*TESTO PROPOSTO*
☆ ☆ ☆ ☆
Qual è il contributo innovativo di Ca’ Foscari a questo tipo di ricerche?

Senza dubbio l’approccio metodologico. Da un lato stiamo lavorando per fornire una nuova metodologia per l’estrazione di residui vegetali dai reperti archeologici. Dall’altro lato stiamo associando alla metodologia più convenzionale l’imaging alla chemoprofilazione, che ci permette di studiare anche sostanze di dimensione inferiore a quella nanometrica fino ad arrivare alle molecole.

Abbiamo pertanto associato la metodica con la microscopia ottica in luce a fondo chiaro e in luce polarizzata ad osservazioni con microscopia elettronica a scansione (SEM), che offre una maggiore risoluzione dei dettagli morfologici, con la caratterizzazione chimico fisica e la determinazione attraverso la spettroscopia infrarossa delle principali bande riferibili ai gruppi funzionali caratteristici dei granuli di amido.
☆ ☆ ☆ ☆
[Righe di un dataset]
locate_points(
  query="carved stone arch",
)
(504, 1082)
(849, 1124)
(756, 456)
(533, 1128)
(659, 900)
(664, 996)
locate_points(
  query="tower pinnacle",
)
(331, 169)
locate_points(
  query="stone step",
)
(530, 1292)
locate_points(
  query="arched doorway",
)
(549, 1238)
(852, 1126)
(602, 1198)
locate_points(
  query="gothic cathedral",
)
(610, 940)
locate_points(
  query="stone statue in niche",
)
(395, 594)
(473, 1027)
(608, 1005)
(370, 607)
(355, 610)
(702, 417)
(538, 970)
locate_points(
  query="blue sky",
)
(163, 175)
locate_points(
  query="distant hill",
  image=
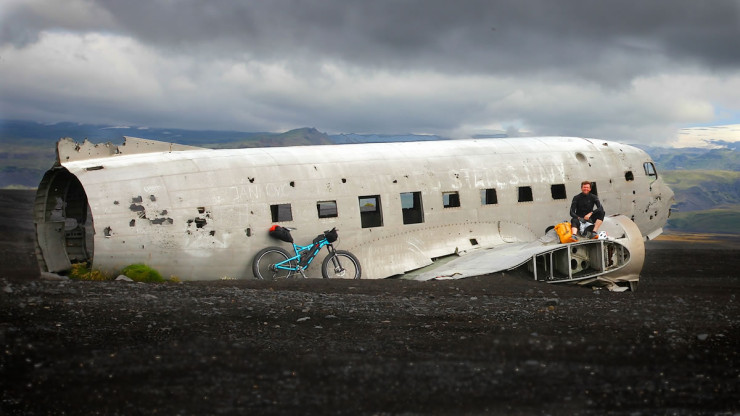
☆ ☆ ☆ ☆
*ESERCIZIO 1*
Nel testo sulla ricerca di Ca' Foscari, riscrivi il passo che comincia con le parole contenenti "Abbiamo pertanto associato" e termina con "granuli di amido.", sostituendo "spettroscopia infrarossa" con "spettroscopia Raman".
*ESERCIZIO 2*
Secondo il testo sulla ricerca di Ca' Foscari, che cosa offre la microscopia elettronica a scansione (SEM)?
*ESERCIZIO 3*
Prosegui il testo sulla ricerca di Ca' Foscari dal punto in cui si ferma.

*SOLUZIONE 1*
Abbiamo pertanto associato la metodica con la microscopia ottica in luce a fondo chiaro e in luce polarizzata ad osservazioni con microscopia elettronica a scansione (SEM), che offre una maggiore risoluzione dei dettagli morfologici, con la caratterizzazione chimico fisica e la determinazione attraverso la spettroscopia Raman delle principali bande riferibili ai gruppi funzionali caratteristici dei granuli di amido.

*SOLUZIONE 2*
Una maggiore risoluzione dei dettagli morfologici.

*SOLUZIONE 3*
Per analisi più precise – con l’uso dell’infrarosso – sui granuli archeologici abbiamo utilizzato la linea SISSI-Bio disponibile presso Elettra Sincrotrone Trieste, a Basovizza (Science Park). Siamo andate a vedere quelli che sono considerati dei semplici sassi sotto una prospettiva molto differente, scoprendo così un sistema estremamente complesso e ricco di informazioni.

 

Avete trovato altri materiali incastrati nelle pietre?

Si, del tutto inaspettatamente abbiamo trovato delle fibre, alcune anche colorate, per la caratterizzazione delle quali le analisi sono ancora in corso. Sappiamo che sono resti risalenti a 36.000 anni fa e stiamo continuando a studiare i frammenti e a compararli con la collezione di confronto che, anche in questo caso, abbiamo dovuto costruire da zero. Per condurre lo studio sulle pietre georgiane abbiamo vinto un bando competitivo lanciato da The Leakey Foundation (USA). 

Con lo studio delle pietre provenienti dal Caucaso, la nostra collezione di confronto si sta arricchendo di piante da cui si potevano ottenere fibre, utili per l’intreccio e per la produzione di cordami, o altri composti quali i flavonoidi.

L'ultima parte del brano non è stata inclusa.